• [CHALLENGES]:
1. Using the Toyota and Tesla passage, decide whether each statement agrees with it: (a) Toyota invested $50 million in Tesla; (b) Tesla took over a factory in Detroit; (c) the 2012 agreement called for Tesla to deliver 2,600 battery packs over three years. Answer yes or no for each and quote the deciding words from the passage.
2. Multiply by 1.15 every coordinate in the answers in the stretch of the listing from the line containing "Ground wooden wall" through the line containing "269, 357, 285, 382", both ends included. Round to whole numbers with halves going up, and rewrite only those lines, with the requests unchanged.

• [GIVEN PASSAGE]:
Prius parent Toyota shifting from EVs to FCVs and advanced hybrids

Toyota and TeslaToyota Motor Corp. has been carefully watched by advocates of clean vehicles – its Prius became the symbol of innovation in the hybrid space even though several other competitive hybrid models were launched around that time. When Toyota made an agreement in 2010 with Tesla Motors to integrate its electric motor and batteries into the Toyota RAV4 EV, along with Toyota’s $50 million investment in Tesla and Tesla’s takeover of the shuttered NUMMI factory in Fremont, Calif., the working relationship looked very promising. It also helped strengthen Tesla’s promise to become a thriving automaker (which was also supported around that time by Daimler’s investment). The Toyota and Tesla relationship seemed to sour this month when Toyota announced that it will phase out an agreement from 2012 for Tesla to deliver 2,600 battery packs for Toyota’s electric RAV4 over three years.

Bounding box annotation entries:
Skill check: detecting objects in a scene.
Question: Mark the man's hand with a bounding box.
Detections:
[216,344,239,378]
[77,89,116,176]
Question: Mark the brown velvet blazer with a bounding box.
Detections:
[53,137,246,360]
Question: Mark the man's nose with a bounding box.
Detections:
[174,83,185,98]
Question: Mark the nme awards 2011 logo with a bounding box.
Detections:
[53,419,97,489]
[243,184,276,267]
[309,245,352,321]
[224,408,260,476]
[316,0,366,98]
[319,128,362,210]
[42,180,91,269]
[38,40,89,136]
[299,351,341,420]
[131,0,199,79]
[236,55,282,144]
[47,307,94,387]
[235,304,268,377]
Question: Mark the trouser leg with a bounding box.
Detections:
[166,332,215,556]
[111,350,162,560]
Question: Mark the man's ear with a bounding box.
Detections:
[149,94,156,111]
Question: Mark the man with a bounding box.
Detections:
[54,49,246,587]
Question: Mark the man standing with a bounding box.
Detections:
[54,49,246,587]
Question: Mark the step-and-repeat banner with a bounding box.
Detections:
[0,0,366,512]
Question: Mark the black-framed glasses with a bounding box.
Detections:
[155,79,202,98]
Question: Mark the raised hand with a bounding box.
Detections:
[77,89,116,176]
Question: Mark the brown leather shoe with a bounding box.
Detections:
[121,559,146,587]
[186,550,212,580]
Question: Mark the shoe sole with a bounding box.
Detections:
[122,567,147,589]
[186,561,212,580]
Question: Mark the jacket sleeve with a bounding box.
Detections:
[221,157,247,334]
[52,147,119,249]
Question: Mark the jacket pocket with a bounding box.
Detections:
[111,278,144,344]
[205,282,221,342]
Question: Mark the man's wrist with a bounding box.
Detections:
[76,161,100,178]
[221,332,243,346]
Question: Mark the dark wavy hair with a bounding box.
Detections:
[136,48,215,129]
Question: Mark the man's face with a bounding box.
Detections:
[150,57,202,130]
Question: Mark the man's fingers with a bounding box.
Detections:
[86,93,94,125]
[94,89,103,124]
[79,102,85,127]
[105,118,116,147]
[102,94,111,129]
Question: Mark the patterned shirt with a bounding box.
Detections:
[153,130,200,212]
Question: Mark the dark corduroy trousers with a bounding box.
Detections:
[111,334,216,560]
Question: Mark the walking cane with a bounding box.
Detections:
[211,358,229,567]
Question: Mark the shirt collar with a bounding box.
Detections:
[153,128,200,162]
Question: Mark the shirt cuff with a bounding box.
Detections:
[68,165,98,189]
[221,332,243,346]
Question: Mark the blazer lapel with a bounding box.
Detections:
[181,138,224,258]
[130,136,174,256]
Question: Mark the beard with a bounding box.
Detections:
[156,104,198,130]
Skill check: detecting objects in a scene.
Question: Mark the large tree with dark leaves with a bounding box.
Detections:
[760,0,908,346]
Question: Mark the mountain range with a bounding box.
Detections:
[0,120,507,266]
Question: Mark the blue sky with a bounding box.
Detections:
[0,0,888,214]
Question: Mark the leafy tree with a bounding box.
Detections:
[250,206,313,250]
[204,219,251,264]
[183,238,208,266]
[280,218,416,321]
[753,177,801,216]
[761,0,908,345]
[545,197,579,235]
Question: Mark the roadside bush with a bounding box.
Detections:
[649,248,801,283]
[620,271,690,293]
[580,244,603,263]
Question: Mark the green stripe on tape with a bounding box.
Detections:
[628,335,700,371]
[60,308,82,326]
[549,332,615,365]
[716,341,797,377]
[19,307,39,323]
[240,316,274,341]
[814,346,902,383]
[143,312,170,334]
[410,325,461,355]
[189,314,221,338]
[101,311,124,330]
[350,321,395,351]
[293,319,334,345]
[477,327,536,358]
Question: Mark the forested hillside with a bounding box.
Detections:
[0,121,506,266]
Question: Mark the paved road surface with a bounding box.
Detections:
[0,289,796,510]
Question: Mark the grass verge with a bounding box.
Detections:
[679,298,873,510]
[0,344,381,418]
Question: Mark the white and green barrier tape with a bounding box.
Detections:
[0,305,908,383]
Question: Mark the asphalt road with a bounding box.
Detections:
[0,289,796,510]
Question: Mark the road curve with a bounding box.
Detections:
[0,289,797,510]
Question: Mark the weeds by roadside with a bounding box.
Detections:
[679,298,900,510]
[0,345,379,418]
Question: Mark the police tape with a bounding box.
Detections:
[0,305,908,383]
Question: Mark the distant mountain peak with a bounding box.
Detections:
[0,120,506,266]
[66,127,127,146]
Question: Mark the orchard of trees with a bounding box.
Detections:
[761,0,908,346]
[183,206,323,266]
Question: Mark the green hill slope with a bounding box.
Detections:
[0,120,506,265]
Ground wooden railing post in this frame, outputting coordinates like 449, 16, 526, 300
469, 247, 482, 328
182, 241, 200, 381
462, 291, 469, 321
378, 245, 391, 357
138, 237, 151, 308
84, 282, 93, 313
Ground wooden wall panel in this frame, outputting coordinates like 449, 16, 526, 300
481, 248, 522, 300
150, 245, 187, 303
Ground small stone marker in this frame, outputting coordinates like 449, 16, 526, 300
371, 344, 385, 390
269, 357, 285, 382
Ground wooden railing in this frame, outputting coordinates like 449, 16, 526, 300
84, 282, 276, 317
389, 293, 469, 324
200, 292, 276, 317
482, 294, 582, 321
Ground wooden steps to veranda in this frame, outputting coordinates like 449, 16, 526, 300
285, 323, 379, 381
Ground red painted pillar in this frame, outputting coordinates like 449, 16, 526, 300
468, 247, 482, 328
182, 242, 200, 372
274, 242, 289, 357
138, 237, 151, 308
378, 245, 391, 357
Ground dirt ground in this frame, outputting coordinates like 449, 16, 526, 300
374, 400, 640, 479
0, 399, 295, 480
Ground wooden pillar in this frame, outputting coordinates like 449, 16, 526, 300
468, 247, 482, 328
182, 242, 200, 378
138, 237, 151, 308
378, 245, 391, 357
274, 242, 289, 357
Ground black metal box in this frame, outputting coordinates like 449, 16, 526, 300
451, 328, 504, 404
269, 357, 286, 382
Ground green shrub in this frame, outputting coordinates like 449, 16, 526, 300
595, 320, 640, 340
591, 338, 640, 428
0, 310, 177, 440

• [EXPECTED OUTPUTS]:
1.
(a) Yes: "Toyota’s $50 million investment in Tesla"
(b) No: "Tesla’s takeover of the shuttered NUMMI factory in Fremont, Calif."
(c) Yes: "deliver 2,600 battery packs for Toyota’s electric RAV4 over three years"

2.
Ground wooden wall panel in this frame, outputting coordinates like 449, 16, 526, 300
553, 285, 600, 345
173, 282, 215, 348
Ground small stone marker in this frame, outputting coordinates like 449, 16, 526, 300
427, 396, 443, 449
309, 411, 328, 439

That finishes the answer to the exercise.